**DATA TO PROCESS**.

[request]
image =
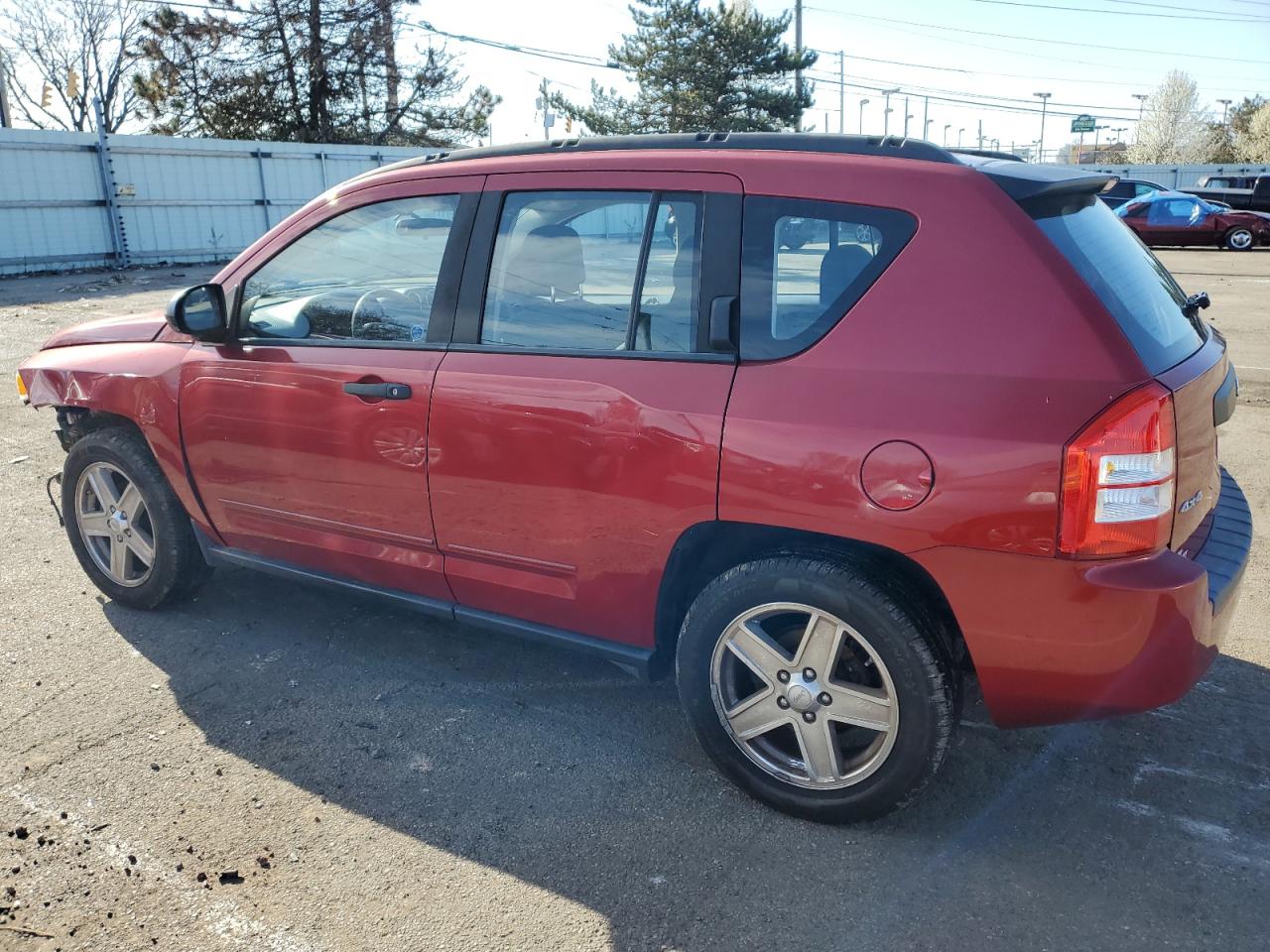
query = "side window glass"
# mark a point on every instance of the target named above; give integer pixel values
(806, 263)
(367, 275)
(567, 272)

**YOUR GOAL**.
The whole listing should be printed again exactly as written, images excluded.

**TASK SOLUTION**.
[request]
image =
query = "side window glass"
# mark a point on every instance of the target named above; give integer pixel values
(806, 263)
(367, 275)
(567, 272)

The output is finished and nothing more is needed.